(Stored entries)
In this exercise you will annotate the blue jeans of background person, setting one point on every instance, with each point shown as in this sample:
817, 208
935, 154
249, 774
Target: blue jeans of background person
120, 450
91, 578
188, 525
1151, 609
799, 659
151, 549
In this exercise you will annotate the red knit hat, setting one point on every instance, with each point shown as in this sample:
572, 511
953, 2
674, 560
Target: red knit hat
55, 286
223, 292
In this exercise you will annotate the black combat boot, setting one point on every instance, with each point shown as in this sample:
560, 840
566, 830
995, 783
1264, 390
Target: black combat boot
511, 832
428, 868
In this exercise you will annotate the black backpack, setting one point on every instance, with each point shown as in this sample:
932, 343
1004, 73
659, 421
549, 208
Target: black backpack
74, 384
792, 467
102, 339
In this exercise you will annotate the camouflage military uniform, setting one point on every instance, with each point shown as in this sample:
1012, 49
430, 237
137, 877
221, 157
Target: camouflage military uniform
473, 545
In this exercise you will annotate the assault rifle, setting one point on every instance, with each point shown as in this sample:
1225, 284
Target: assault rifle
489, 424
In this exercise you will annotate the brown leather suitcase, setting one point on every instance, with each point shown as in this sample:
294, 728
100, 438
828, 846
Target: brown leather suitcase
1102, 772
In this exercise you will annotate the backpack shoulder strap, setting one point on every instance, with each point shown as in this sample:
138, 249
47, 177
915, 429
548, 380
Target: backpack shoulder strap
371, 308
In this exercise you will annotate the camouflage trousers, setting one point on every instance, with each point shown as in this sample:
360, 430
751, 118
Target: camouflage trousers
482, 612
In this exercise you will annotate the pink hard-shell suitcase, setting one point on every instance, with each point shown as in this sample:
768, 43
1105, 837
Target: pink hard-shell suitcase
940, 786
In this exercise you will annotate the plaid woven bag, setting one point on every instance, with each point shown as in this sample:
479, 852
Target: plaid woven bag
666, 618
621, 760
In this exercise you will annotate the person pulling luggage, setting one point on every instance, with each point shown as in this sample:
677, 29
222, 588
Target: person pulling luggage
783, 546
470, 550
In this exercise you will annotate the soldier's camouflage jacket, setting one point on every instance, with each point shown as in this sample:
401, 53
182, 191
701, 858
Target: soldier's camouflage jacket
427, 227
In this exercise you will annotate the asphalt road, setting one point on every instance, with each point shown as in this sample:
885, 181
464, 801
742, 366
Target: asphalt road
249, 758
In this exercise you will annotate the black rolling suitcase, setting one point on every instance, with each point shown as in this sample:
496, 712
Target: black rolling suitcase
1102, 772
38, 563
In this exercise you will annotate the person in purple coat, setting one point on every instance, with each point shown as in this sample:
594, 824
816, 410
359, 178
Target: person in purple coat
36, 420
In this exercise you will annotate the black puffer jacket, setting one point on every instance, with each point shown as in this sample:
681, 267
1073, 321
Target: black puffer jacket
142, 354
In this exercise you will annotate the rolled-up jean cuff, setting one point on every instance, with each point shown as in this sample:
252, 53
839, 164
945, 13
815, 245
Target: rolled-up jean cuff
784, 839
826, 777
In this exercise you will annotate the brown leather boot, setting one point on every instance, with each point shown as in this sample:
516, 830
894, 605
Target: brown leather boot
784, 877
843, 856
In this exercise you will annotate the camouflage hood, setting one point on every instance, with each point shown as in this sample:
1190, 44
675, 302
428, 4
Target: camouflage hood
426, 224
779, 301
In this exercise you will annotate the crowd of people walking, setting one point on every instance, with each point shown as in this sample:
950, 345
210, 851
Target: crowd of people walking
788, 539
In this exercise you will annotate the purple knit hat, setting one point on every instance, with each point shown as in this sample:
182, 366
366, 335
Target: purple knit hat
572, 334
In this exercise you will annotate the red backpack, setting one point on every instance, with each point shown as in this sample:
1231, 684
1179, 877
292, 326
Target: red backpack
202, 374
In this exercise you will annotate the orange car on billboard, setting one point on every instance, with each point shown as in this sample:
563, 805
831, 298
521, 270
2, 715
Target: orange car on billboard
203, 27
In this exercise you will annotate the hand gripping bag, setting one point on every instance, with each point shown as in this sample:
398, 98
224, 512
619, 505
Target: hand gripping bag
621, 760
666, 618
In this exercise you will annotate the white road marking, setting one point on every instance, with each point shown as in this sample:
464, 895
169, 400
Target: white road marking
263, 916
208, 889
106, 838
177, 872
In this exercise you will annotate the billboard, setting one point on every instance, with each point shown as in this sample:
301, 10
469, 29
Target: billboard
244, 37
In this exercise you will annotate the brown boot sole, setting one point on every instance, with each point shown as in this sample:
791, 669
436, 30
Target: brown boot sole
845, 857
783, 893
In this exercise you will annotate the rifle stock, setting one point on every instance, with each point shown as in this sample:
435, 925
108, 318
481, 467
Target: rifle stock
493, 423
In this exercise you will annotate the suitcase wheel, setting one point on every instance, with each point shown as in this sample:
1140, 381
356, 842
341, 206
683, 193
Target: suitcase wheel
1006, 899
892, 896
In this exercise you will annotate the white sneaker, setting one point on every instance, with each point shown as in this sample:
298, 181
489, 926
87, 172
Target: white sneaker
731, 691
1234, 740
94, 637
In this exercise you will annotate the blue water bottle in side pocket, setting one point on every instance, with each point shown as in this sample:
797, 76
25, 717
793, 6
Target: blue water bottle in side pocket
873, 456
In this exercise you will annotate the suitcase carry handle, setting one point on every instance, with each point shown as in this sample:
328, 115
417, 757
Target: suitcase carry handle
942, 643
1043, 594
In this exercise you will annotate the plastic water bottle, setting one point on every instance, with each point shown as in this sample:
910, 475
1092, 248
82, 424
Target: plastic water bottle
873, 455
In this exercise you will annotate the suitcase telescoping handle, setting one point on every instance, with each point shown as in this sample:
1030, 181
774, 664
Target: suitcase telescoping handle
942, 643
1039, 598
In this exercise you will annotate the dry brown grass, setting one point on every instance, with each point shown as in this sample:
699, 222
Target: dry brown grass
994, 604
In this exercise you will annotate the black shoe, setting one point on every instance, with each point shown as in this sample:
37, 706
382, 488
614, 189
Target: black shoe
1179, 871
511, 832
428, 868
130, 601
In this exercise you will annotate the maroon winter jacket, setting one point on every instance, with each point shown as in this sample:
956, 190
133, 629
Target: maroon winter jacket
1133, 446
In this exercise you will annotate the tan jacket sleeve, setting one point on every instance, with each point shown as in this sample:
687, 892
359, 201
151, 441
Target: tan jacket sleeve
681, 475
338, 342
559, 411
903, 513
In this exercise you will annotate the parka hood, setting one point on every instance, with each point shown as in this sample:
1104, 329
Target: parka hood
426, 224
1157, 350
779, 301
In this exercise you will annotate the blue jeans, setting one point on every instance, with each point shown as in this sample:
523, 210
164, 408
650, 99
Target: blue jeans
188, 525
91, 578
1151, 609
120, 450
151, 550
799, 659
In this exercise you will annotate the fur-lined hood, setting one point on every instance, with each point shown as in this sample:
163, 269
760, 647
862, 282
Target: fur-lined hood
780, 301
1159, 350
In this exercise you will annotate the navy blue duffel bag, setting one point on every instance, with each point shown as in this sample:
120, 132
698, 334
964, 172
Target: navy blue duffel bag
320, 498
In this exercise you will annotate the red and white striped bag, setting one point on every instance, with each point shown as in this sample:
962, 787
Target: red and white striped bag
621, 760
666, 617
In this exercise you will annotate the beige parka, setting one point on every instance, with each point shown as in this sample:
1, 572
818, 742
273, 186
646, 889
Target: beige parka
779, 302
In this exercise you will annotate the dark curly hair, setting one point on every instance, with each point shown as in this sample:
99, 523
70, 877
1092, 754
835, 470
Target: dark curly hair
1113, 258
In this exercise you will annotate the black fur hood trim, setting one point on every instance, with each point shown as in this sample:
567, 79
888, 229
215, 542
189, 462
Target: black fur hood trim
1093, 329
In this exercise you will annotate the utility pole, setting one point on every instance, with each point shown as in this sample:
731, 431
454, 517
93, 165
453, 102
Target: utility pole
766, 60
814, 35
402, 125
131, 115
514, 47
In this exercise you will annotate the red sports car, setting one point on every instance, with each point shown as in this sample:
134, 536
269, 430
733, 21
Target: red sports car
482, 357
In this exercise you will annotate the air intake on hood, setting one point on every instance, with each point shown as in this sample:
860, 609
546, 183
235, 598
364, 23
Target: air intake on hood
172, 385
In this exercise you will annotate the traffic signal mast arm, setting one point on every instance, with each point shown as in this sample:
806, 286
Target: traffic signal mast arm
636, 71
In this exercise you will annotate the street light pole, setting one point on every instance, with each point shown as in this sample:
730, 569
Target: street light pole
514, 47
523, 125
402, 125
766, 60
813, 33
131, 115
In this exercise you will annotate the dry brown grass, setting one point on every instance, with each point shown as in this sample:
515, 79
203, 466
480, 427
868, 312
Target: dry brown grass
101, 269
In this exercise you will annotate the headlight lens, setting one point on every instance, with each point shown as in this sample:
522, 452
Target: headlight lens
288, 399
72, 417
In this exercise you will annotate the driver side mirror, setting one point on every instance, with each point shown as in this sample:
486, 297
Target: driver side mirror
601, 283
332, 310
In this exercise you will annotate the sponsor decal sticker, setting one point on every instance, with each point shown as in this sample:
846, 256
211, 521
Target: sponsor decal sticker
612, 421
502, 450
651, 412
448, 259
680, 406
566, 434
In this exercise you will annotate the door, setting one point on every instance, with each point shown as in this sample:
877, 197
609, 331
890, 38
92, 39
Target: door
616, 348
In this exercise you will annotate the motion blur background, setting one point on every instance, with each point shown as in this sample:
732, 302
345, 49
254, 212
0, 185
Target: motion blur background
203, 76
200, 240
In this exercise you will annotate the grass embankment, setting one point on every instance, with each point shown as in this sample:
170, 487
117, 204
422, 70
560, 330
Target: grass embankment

Work to complete ▸
Output, unchanged, the lines from the line with "In this exercise you will annotate the door, setting" through the final line of the material.

Task result ▸
In this exercise you will annotate the door, setting one point on every instance, with each point shown as in this sample:
877, 197
609, 331
890, 38
92, 39
Target: door
616, 348
In this exercise you will annotate the motion blur background, setting one point on every instance, with each point shown as in this sample:
732, 302
345, 49
254, 212
0, 185
Target: motion blur background
203, 76
200, 240
In this exercise you will annotate the grass embankment, setting one point on every instance, with each point shown as in this sample:
170, 487
117, 204
422, 70
560, 330
Target: grass embankment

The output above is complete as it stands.